--- start of Available data ---

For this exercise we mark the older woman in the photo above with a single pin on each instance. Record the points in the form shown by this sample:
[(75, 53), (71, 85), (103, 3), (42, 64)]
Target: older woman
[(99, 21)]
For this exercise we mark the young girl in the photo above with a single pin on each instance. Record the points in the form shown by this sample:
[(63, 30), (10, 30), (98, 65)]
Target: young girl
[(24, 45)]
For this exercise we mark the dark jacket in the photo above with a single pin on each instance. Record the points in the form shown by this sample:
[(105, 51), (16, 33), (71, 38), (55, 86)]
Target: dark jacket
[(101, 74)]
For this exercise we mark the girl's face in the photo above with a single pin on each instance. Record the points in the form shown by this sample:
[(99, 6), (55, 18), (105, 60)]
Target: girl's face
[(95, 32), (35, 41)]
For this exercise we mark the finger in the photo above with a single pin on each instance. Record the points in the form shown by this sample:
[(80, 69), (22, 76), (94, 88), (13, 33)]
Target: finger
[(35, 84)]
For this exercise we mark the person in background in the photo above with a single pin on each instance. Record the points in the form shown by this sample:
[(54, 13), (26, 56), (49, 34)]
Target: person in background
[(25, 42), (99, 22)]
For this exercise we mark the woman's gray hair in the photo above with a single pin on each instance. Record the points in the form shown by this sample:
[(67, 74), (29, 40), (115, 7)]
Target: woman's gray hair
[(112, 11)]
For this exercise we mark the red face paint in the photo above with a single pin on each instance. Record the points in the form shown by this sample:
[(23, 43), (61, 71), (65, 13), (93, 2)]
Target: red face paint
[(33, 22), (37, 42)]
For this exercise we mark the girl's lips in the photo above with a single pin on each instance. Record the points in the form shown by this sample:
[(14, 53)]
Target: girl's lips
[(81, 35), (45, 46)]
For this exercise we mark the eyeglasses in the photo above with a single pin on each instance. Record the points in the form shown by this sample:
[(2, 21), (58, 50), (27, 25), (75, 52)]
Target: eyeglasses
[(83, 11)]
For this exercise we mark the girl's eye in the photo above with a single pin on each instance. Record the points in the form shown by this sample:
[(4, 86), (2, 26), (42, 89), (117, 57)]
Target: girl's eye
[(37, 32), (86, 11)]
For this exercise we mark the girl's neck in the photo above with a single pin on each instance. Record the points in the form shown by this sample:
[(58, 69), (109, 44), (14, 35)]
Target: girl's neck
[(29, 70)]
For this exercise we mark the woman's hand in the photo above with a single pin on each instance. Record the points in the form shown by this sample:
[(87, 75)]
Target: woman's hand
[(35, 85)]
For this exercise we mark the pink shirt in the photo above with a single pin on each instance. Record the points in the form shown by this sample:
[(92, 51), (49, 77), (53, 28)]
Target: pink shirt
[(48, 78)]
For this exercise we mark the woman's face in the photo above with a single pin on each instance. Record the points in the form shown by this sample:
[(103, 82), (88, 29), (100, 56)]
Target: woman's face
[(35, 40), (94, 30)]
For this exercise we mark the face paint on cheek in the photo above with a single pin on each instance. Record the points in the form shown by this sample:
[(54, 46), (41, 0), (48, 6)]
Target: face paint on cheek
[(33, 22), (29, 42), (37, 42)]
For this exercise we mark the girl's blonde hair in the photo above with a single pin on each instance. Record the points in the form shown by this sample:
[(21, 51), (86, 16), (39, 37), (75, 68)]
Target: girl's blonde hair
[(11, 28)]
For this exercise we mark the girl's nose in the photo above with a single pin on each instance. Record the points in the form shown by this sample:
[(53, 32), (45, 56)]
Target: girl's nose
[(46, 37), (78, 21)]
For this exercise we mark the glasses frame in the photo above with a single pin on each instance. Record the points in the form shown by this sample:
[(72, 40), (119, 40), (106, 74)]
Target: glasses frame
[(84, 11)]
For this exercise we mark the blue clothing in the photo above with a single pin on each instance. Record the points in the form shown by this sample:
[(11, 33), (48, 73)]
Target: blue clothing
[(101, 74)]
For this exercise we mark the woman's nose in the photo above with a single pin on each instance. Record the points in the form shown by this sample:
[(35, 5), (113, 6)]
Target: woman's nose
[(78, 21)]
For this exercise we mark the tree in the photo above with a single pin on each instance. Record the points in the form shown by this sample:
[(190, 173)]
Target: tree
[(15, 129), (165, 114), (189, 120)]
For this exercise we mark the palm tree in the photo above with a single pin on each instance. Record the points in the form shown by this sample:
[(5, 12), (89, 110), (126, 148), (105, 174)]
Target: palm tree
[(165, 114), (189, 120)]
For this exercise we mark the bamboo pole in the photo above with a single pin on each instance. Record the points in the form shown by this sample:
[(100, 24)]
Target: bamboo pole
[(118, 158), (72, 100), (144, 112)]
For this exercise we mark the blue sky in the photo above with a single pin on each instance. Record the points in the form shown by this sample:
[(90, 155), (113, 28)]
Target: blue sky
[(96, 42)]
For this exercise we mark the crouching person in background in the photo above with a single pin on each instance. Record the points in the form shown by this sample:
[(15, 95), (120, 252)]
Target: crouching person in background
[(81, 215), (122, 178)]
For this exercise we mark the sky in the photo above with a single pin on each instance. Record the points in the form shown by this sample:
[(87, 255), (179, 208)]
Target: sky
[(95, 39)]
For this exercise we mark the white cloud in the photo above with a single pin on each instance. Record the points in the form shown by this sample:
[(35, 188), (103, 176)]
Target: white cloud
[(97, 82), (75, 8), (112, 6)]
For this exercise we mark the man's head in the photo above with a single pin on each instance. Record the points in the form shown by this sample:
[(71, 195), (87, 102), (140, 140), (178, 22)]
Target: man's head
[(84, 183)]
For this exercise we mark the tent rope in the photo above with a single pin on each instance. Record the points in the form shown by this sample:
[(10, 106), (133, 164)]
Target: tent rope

--- end of Available data ---

### What is needed
Retype exactly the lines from the one containing "For this exercise we mark the blue sky" through the last line of the records above, including both.

### Exercise result
For this exercise we mark the blue sky in the photo above with a single pin on each instance. Record the points in the form shown by this sample:
[(90, 155), (113, 28)]
Target: blue sky
[(96, 42)]
For this exercise we mark the crouching person in background in the photo above with a single pin on each instance. Record the points in the form shown by this sample:
[(15, 95), (120, 252)]
Target: crouching person in background
[(81, 215), (122, 178)]
For this exercise we mark the sky in the photo above with a single pin on each instance. Record the points in the form shown by this sample:
[(87, 255), (179, 208)]
Target: sky
[(95, 39)]
For this exercise we mark the white cloud in the photo above with a single pin on each instance. Record the points in the form shown by this sample:
[(35, 188), (103, 176)]
Target: white cloud
[(97, 82), (75, 8), (112, 6)]
For this exercise we mark the man's head in the photo above with a single pin on each instance. Record the points in the form shown by this sample:
[(71, 195), (87, 102), (140, 140), (178, 22)]
Target: man's head
[(84, 183)]
For this exercise we mark the tent rope in the photo above with a single pin on each instance. Record the points in the form shown by this sample:
[(10, 106), (133, 164)]
Target: tent rope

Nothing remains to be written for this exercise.